## What this task involves
Retype precisely the section of the data that starts at the line containing "A point falls on each instance of the yellow mushroom" and runs to its final line, ends included.

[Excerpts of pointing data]
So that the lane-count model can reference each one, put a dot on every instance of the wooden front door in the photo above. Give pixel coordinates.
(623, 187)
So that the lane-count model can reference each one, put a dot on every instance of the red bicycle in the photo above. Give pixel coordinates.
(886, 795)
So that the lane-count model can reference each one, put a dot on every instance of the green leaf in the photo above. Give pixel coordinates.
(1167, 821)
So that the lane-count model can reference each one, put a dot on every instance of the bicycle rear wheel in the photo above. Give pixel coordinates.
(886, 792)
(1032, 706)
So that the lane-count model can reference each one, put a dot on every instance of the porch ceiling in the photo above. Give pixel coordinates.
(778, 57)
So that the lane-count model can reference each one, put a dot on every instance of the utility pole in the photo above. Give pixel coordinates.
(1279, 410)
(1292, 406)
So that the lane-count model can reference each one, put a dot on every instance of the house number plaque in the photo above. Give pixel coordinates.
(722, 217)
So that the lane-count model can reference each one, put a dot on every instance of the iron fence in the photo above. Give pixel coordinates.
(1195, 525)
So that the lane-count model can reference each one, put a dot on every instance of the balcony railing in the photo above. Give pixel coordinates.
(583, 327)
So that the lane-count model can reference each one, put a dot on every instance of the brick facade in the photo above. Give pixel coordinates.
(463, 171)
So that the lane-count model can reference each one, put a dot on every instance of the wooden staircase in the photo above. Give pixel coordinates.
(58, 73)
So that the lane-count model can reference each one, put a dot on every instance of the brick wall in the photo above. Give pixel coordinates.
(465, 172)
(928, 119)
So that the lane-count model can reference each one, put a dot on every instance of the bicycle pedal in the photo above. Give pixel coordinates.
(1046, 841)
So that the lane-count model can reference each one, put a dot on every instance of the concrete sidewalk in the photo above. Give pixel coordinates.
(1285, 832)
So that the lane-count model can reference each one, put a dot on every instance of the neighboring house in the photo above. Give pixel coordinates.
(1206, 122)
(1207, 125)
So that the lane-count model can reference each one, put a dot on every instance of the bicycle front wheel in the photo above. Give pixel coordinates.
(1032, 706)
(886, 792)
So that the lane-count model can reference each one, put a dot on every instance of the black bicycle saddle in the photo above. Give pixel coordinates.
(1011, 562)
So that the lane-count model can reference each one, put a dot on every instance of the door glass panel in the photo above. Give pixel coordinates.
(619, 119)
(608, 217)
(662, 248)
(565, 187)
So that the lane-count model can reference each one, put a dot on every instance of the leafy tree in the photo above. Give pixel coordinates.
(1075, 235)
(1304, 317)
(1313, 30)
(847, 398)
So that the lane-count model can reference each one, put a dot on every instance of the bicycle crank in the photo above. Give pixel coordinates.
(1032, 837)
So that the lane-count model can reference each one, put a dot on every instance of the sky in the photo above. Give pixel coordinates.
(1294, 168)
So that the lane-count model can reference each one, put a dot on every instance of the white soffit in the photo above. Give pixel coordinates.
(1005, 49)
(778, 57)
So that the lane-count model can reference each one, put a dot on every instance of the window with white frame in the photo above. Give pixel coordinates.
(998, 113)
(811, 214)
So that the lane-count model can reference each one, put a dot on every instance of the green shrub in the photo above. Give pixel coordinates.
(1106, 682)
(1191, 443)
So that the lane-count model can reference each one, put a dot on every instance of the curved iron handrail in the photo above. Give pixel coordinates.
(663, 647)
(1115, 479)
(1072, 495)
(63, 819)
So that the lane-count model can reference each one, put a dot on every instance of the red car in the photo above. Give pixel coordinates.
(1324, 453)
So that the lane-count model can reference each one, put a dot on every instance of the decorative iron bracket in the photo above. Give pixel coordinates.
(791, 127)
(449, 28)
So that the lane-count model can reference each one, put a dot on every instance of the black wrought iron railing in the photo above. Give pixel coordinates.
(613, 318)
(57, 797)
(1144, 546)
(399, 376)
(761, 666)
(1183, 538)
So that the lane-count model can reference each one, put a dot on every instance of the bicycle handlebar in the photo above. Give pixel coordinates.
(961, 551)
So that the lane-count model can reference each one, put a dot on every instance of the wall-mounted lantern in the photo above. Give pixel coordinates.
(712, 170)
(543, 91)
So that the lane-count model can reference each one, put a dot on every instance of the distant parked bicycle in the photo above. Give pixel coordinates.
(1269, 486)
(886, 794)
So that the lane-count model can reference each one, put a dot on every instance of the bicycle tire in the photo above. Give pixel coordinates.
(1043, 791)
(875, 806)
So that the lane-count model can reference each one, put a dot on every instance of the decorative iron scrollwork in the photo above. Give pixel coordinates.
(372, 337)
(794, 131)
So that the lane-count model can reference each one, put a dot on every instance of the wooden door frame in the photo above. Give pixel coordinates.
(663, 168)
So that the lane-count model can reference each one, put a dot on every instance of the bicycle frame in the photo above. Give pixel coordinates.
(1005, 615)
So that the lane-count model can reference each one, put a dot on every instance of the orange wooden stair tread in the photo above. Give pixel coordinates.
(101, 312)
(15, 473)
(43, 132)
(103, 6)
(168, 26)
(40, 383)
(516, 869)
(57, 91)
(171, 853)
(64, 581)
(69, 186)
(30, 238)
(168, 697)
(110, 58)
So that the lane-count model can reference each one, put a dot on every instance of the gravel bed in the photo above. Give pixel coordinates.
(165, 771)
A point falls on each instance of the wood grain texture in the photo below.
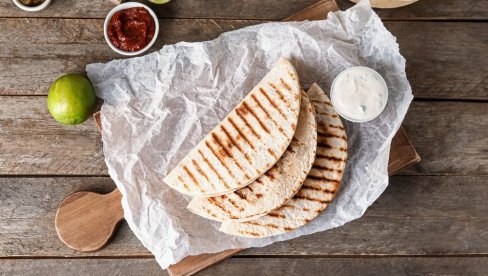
(32, 142)
(351, 266)
(257, 266)
(433, 10)
(450, 63)
(253, 9)
(416, 215)
(450, 137)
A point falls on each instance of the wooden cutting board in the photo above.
(85, 221)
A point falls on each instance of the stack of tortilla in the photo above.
(272, 165)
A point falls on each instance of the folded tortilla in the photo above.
(249, 141)
(274, 187)
(319, 187)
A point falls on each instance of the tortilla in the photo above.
(249, 141)
(274, 187)
(319, 187)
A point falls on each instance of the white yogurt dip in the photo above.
(359, 94)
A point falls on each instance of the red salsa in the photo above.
(131, 29)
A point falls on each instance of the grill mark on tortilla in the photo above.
(322, 168)
(192, 177)
(333, 158)
(323, 178)
(286, 85)
(222, 163)
(209, 212)
(330, 135)
(280, 94)
(335, 126)
(227, 151)
(240, 194)
(271, 152)
(249, 233)
(258, 180)
(268, 115)
(324, 145)
(218, 205)
(276, 215)
(266, 225)
(324, 190)
(241, 133)
(241, 115)
(270, 174)
(214, 170)
(292, 76)
(183, 182)
(287, 206)
(261, 124)
(199, 169)
(233, 203)
(312, 199)
(265, 94)
(234, 142)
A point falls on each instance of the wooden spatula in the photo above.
(388, 4)
(85, 221)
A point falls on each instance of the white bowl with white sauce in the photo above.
(359, 94)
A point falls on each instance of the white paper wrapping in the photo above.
(159, 106)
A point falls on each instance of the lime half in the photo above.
(159, 1)
(71, 99)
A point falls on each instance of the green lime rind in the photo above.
(71, 99)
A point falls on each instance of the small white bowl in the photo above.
(39, 7)
(333, 97)
(125, 6)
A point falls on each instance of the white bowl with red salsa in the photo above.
(131, 28)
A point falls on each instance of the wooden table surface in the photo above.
(432, 219)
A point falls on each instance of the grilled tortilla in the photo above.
(319, 187)
(247, 142)
(274, 187)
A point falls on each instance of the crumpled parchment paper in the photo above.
(159, 106)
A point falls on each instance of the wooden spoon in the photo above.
(388, 4)
(85, 221)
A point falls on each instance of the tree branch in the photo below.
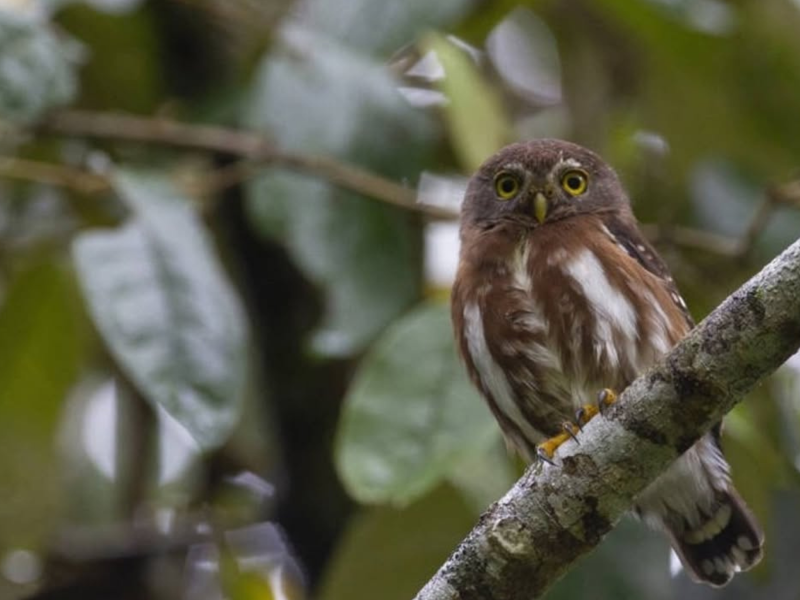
(553, 515)
(255, 148)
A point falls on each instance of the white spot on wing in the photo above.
(491, 375)
(612, 309)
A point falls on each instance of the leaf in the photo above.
(382, 26)
(316, 97)
(477, 123)
(396, 551)
(42, 347)
(37, 67)
(166, 310)
(410, 415)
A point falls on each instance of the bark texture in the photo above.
(554, 514)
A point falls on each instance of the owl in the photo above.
(559, 297)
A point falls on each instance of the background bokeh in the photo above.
(226, 246)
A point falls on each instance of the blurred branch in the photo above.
(78, 180)
(554, 514)
(256, 149)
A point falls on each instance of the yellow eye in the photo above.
(575, 181)
(506, 185)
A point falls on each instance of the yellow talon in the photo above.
(606, 397)
(547, 449)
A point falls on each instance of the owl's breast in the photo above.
(548, 326)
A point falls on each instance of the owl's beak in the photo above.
(540, 207)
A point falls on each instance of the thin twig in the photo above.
(255, 148)
(694, 239)
(33, 171)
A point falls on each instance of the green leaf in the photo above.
(382, 26)
(411, 415)
(37, 67)
(165, 308)
(484, 477)
(477, 123)
(390, 553)
(42, 346)
(365, 256)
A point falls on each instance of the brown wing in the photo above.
(629, 238)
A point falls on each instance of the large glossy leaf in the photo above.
(389, 554)
(315, 96)
(166, 310)
(477, 122)
(42, 345)
(411, 414)
(37, 67)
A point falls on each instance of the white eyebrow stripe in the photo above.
(568, 162)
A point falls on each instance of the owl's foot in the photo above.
(586, 413)
(547, 449)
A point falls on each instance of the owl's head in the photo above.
(541, 181)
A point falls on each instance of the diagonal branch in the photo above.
(527, 540)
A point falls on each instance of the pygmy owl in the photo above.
(559, 296)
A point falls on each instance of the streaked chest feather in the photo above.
(545, 333)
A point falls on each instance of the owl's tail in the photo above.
(729, 541)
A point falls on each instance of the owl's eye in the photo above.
(575, 181)
(506, 185)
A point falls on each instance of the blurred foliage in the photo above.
(250, 390)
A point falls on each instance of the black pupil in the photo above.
(507, 185)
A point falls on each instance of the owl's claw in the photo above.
(605, 397)
(572, 430)
(587, 412)
(547, 449)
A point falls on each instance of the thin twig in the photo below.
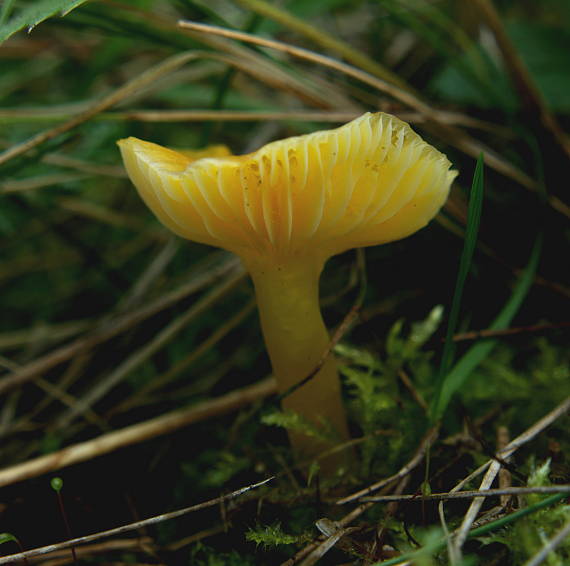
(130, 527)
(550, 546)
(136, 433)
(147, 78)
(426, 442)
(469, 494)
(103, 386)
(111, 328)
(493, 467)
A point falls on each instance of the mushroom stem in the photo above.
(287, 291)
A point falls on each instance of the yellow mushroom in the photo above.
(285, 209)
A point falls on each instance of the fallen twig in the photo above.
(131, 526)
(134, 434)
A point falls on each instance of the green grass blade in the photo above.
(473, 221)
(511, 518)
(35, 13)
(455, 379)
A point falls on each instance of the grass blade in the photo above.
(455, 379)
(473, 221)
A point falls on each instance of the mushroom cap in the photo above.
(371, 181)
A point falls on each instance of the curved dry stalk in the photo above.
(450, 134)
(130, 527)
(103, 386)
(470, 494)
(136, 433)
(146, 78)
(493, 467)
(424, 446)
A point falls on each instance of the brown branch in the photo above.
(131, 526)
(112, 328)
(470, 494)
(136, 433)
(426, 442)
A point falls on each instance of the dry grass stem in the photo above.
(130, 527)
(418, 497)
(112, 328)
(148, 77)
(424, 446)
(137, 433)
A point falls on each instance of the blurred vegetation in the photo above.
(109, 321)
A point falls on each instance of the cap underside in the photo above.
(368, 182)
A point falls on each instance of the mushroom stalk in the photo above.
(285, 209)
(287, 291)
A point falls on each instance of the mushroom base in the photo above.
(296, 337)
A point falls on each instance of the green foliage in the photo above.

## Exercise answer
A point falls on each instance of the yellow mushroom in the photo above.
(285, 209)
A point falls on each instance of the fallen twig in the photo above.
(131, 526)
(134, 434)
A point falls on each instance of the green grass blade in the photo above.
(473, 221)
(511, 518)
(35, 13)
(455, 379)
A point falls on each instance of the grass blade in the photo above.
(455, 379)
(473, 221)
A point falls on each instance of the mushroom cap in the photo above.
(371, 181)
A point falls on each instance of the curved dry stalk in the photo above.
(450, 134)
(130, 527)
(103, 386)
(470, 494)
(136, 433)
(146, 78)
(493, 467)
(424, 446)
A point falls on each instance of the brown branch in the photo above.
(131, 526)
(112, 328)
(470, 494)
(136, 433)
(426, 442)
A point falls on each instance of the dry grass stem in the photo above.
(130, 527)
(418, 497)
(112, 328)
(148, 77)
(424, 446)
(137, 433)
A point falls on each instance of the blurred vegetation in the photo above.
(109, 321)
A point falls on each instance of the cap underside in the photo above.
(368, 182)
A point falls on each instance of the mushroom stalk in the photo above.
(285, 209)
(287, 291)
A point falls on each instance of the mushroom base in the photo above.
(296, 337)
A point falls on each instance of the green foliage in the photo above.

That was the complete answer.